About Kathleen Giese Skoller
Certified Nature and Forest Therapy Guide
Hello, I’m Kathleen, certified through the Association of Nature and Forest Therapy Guides and Programs – the leading voice for forest therapy programs in the United States and Europe. Shinrin Yoku helps me relieve stress, detach from the digital world, think and feel my way through creative projects. I’ve learned to distill everyday awareness into deep appreciation for the moment.
I’ve come to realize nature’s beauty isn’t about perfection. I can change and grow at my own pace, in tune with spring, summer, fall, winter, or, the seasons of my life. Shinrin Yoku settles my mind and feelings. Now I notice when my actions and responses are in the flow, or not. As some ways of being fall away, I’m choosing new stories, new perspectives.
Some ask, “How did you transition from teacher into forest therapy guide?”. An inkling of my need for this started when a mentor challenged me to do nothing for two days. This was a huge challenge. I sat, meditated, and sat some more. Eventually, I made a wall of ideas. When they popped up, I’d write them on post-it notes and stick’em to my wall. Then I started organizing the paper ideas by color and placement on the wall. This all felt like cheating. I was doing something, not nothing.
That winter I bought “ice boots” to not fall while walking our dog, Ladyday. We both love the forest — even on icy trails. When she sniffed the forest floor in ecstasy, I started noticing more smells and textures. I savored the forest air, remembered why these places are essential to my well-being.
As a child, my friends and I hiked through ravines down to Lake Michigan in the Milwaukee area. We’d find our way to the beach following ravines. Then, pretending, “we’re lost,” we’d walk north along the beach. When we felt far from home, we’d climb the shoreline to discover a nunnery or new neighborhood. It was easy to find our way home because the lake was east, home was south.

Brief ▸
In the profile of Kathleen Giese Skoller, what did a mentor challenge her to do? These entries come from a separate, unrelated source.

[Region pointing data]
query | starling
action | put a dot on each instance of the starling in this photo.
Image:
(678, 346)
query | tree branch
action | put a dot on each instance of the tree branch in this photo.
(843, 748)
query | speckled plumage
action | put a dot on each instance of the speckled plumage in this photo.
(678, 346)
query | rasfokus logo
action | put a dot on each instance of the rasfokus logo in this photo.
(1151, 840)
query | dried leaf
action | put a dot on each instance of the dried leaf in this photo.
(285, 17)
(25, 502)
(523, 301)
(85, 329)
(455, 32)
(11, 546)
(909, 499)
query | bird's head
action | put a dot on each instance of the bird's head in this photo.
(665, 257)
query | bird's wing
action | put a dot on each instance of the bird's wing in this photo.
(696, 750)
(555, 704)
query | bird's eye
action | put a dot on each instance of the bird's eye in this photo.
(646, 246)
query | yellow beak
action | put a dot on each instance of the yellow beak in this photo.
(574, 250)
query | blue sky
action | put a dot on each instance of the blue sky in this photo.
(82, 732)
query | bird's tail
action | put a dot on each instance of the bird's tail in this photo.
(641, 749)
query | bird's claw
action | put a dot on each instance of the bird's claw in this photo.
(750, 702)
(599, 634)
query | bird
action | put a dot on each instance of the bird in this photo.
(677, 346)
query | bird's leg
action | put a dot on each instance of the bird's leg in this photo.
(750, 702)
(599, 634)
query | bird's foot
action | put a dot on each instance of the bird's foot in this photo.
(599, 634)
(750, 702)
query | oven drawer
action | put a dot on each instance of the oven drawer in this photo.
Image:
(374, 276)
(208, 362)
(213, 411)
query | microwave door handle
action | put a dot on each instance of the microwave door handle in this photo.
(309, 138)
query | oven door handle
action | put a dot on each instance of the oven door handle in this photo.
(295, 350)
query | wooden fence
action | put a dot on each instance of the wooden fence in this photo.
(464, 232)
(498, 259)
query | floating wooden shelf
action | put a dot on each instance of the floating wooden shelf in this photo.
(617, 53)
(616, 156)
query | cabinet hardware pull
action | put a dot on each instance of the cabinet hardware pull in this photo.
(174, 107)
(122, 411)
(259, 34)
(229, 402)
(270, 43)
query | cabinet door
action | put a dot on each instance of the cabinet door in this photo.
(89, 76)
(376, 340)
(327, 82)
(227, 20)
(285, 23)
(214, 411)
--
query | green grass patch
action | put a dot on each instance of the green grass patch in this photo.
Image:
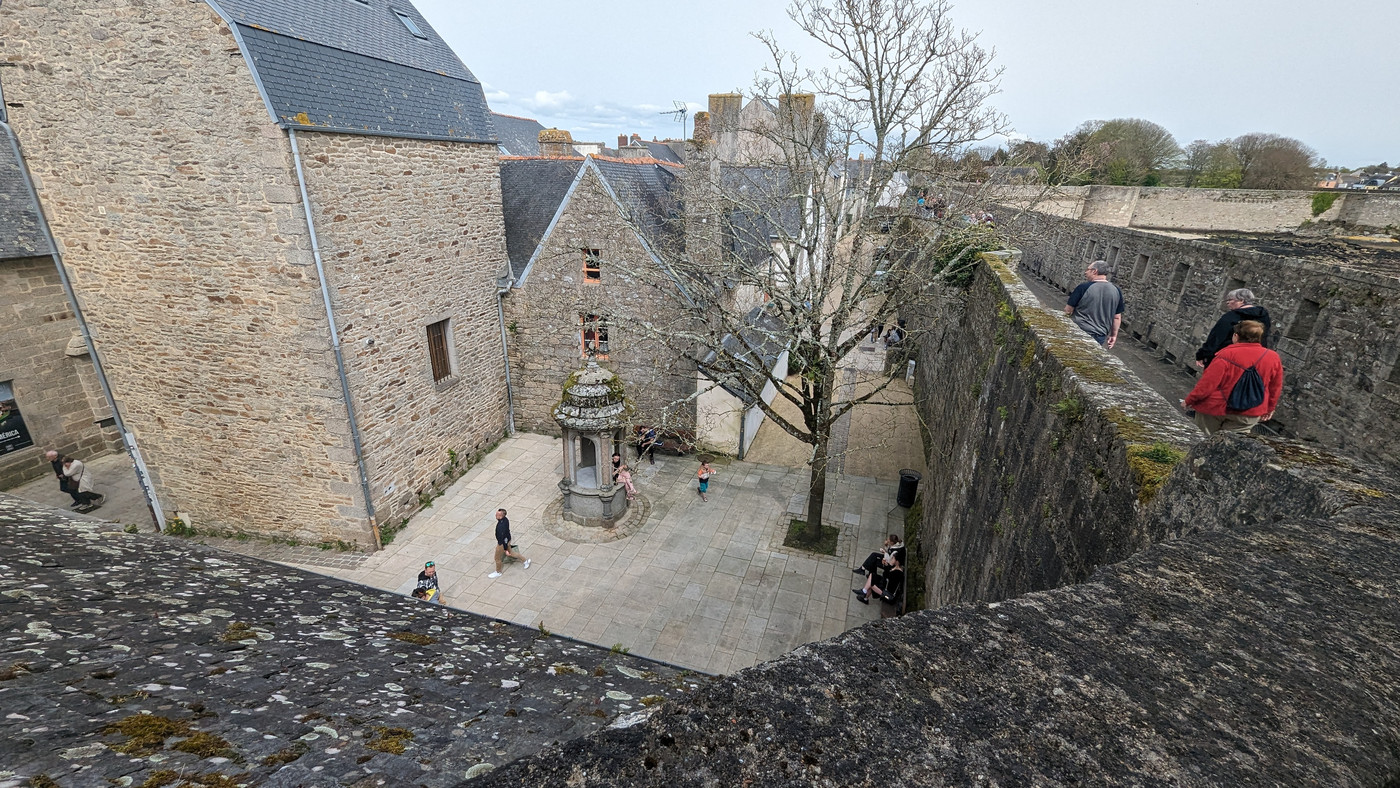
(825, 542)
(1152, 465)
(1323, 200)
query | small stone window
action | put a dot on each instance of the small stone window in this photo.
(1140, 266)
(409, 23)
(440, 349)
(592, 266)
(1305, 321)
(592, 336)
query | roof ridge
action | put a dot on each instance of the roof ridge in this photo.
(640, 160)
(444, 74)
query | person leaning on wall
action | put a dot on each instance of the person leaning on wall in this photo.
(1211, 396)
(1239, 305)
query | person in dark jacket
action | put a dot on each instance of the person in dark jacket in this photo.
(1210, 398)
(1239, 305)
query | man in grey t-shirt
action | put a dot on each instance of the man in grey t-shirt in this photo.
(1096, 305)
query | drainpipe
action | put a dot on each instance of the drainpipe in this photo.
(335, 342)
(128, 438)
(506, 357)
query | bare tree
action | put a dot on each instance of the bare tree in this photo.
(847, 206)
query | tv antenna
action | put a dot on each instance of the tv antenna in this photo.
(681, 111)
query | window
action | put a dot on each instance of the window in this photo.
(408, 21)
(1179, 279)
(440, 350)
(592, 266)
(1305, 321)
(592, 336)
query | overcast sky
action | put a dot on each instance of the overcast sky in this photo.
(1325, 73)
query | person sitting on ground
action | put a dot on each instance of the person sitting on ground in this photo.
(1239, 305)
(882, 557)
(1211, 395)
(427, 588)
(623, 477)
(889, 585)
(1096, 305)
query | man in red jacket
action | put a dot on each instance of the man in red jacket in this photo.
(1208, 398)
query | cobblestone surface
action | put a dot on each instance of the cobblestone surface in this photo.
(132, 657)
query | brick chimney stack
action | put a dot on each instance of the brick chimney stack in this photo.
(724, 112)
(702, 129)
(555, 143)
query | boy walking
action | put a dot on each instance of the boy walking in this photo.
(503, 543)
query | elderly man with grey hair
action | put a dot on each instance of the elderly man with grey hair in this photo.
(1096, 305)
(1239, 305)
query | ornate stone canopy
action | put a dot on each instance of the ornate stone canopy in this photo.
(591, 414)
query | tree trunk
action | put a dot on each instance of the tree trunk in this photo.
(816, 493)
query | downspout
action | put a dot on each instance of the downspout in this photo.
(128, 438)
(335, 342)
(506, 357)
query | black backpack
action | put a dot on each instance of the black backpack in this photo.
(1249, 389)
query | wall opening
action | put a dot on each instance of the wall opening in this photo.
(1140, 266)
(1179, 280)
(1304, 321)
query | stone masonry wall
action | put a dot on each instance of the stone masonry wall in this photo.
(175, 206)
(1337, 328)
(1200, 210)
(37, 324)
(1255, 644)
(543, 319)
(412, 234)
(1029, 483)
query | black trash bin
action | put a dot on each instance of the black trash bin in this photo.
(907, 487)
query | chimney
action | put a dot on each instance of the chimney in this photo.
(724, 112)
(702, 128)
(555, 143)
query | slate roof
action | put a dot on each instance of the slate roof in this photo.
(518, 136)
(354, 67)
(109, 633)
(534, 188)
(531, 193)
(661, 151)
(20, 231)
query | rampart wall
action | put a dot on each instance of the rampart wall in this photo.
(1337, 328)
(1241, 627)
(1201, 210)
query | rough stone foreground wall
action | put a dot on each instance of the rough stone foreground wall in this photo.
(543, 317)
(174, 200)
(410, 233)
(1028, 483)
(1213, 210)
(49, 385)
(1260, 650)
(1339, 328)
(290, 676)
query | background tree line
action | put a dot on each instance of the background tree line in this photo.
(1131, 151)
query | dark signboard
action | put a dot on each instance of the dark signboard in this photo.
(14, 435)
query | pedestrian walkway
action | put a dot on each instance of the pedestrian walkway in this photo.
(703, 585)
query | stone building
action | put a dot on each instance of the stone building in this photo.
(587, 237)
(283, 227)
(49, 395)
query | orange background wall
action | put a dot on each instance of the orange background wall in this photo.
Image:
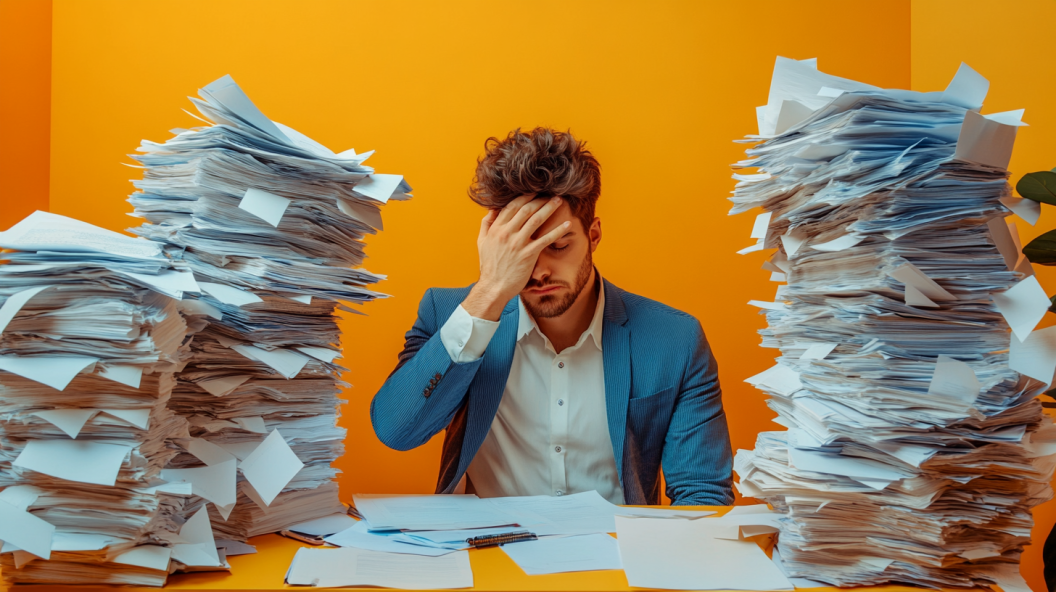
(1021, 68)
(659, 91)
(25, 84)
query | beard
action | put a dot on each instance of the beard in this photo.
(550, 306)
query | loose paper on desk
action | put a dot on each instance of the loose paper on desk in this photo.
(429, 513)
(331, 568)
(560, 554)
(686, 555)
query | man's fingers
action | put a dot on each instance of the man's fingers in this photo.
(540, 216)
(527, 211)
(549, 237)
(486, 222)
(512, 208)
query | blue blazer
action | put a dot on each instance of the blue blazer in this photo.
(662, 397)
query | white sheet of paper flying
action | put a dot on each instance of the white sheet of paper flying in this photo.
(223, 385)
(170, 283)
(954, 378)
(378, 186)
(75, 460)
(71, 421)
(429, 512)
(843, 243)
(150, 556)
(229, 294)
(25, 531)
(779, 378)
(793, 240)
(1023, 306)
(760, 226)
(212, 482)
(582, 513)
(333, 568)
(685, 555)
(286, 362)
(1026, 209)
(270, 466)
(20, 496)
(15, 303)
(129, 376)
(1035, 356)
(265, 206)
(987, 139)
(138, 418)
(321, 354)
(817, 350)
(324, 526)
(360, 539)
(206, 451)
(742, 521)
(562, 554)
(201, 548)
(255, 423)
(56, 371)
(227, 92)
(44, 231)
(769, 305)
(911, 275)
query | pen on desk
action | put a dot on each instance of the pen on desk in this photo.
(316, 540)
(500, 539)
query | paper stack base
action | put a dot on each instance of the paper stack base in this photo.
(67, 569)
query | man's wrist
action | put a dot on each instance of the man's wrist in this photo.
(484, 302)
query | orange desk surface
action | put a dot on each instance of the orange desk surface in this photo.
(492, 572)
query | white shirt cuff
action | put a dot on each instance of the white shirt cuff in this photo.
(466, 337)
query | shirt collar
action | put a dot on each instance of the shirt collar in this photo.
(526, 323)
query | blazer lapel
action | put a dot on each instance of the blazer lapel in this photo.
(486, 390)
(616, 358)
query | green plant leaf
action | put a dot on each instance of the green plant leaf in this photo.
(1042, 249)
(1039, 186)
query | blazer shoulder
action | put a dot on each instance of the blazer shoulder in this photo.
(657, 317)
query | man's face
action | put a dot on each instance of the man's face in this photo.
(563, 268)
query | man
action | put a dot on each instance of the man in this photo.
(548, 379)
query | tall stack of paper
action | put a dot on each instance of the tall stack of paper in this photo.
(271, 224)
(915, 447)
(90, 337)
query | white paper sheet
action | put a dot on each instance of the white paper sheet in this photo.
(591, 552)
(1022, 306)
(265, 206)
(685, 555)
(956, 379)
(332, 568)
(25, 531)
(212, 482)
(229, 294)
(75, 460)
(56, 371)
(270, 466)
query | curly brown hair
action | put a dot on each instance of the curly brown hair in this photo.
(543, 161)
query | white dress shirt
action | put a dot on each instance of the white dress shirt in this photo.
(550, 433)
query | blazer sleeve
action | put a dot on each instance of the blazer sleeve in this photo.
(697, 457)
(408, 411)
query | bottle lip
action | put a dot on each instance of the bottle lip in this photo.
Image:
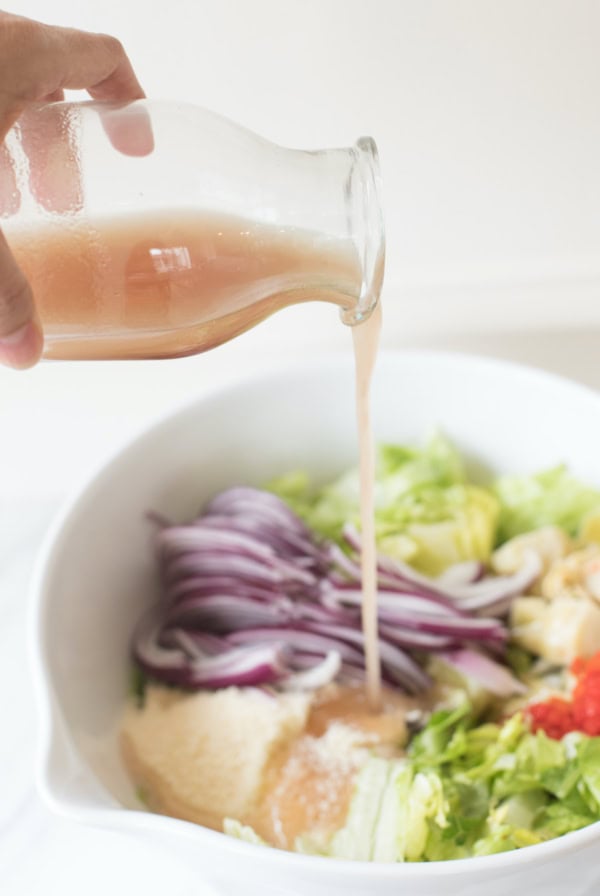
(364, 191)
* * *
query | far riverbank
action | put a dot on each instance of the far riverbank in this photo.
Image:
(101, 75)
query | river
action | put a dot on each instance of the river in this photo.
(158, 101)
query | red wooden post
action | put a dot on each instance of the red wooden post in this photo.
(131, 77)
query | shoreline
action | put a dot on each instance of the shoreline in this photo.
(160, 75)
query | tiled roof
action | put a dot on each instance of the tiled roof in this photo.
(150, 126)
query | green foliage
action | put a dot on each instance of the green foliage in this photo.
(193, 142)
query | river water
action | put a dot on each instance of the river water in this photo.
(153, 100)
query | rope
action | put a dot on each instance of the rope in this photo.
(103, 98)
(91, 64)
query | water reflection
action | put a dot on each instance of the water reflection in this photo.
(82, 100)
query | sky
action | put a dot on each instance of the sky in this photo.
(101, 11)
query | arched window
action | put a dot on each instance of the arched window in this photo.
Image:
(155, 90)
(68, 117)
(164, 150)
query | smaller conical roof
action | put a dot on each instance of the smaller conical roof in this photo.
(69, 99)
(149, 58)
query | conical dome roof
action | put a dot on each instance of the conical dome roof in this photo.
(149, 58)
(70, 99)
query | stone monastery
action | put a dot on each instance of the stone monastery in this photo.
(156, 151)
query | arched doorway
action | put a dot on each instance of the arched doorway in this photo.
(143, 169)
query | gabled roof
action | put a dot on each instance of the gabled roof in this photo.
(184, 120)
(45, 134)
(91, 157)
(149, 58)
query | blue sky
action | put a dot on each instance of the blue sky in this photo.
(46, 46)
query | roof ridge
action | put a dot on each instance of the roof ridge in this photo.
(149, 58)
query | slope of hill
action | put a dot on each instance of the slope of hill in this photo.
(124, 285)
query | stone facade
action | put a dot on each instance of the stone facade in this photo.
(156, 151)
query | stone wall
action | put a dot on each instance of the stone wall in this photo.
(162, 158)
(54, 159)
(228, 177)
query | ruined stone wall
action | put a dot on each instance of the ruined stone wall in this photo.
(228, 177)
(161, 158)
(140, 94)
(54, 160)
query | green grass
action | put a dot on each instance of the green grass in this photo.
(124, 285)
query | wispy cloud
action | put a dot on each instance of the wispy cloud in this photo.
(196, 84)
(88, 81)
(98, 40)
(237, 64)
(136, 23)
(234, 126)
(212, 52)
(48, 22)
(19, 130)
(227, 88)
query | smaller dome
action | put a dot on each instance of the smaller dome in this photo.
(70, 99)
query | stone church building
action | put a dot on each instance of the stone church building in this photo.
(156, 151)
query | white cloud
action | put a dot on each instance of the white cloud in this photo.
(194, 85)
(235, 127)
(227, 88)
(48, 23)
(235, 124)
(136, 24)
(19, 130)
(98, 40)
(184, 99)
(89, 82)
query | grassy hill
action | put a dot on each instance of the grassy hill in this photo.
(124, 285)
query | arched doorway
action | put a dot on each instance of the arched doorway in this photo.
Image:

Completed task ▸
To do nothing for two days.